▶ **Text shown**:

--- START ---

I struggle with what is emotional abuse. One of the difficulties with living with someone who has an f'd up view of the world on top of a tendency to gaslight is that I have no freaking clue what is normal anymore. He is always telling me that I am overreacting, or overthinking or over analyzing the situation. And I will say - I *do* think about stuff... a lot! I've got a lot of education, it's what I was trained to do. It's hard to know whats normal and when I need to stop. Or what isn't normal and I need to say no. 

Plus I've hidden so much for so long... nobody believes me....





aine said:


> The cheating, you rug swept it. I doubt he will do anything to change himself or make amends to you.


I can legitimately say we didn't rug sweep it. The first time, we went through intensive couples therapy for over a year. Really thought that we started over again (moved to a new city...). Even the second time (which again, he/I rationalized as wasn't a real affair since nothing technically happened) - he went two years of personal counseling on top of couples therapy. Our therapist (who I do truly trust - as someone who works in a similar field) "graduated" both of us and complimented us on our commitment to rebuilding the marriage. I still had sad times. It was still hard. But I really tried to keep them to myself - if it was going to work, I had to accept and move on. And I truly did feel safe and comfortable in our relationship - I even trusted him enough to quit my job!

--- END ---

▶ **Data extract**:
--- START ---

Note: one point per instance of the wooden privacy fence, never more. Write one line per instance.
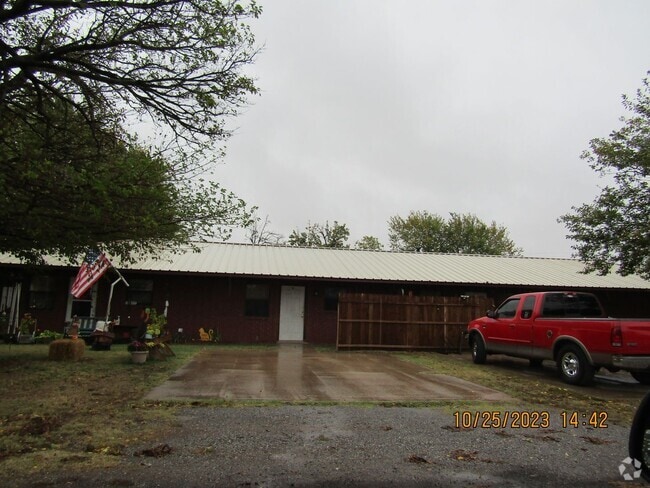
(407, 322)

--- END ---
--- START ---

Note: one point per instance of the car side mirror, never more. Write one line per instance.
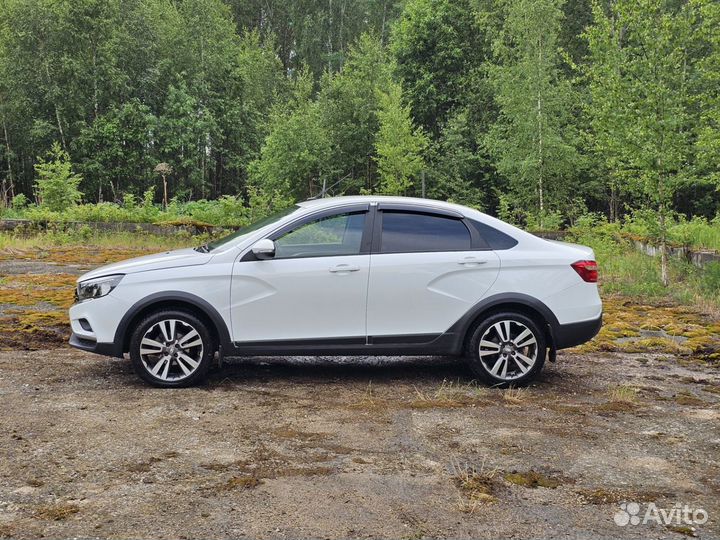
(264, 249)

--- END ---

▶ **Prompt 1**: According to the forum post, how long did the couple spend in intensive couples therapy after the first time?
▶ **Prompt 2**: Please say whether each statement agrees with the forum post, answering yes or no and quoting the deciding words: (a) After the second time, the husband had personal counseling in addition to couples therapy. (b) The writer never quit a job. (c) The couple stayed in the same city after the first time.

▶ **Worked solution 1**: Over a year.

▶ **Worked solution 2**:
(a) Yes: "he went two years of personal counseling on top of couples therapy"
(b) No: "I even trusted him enough to quit my job!"
(c) No: "moved to a new city"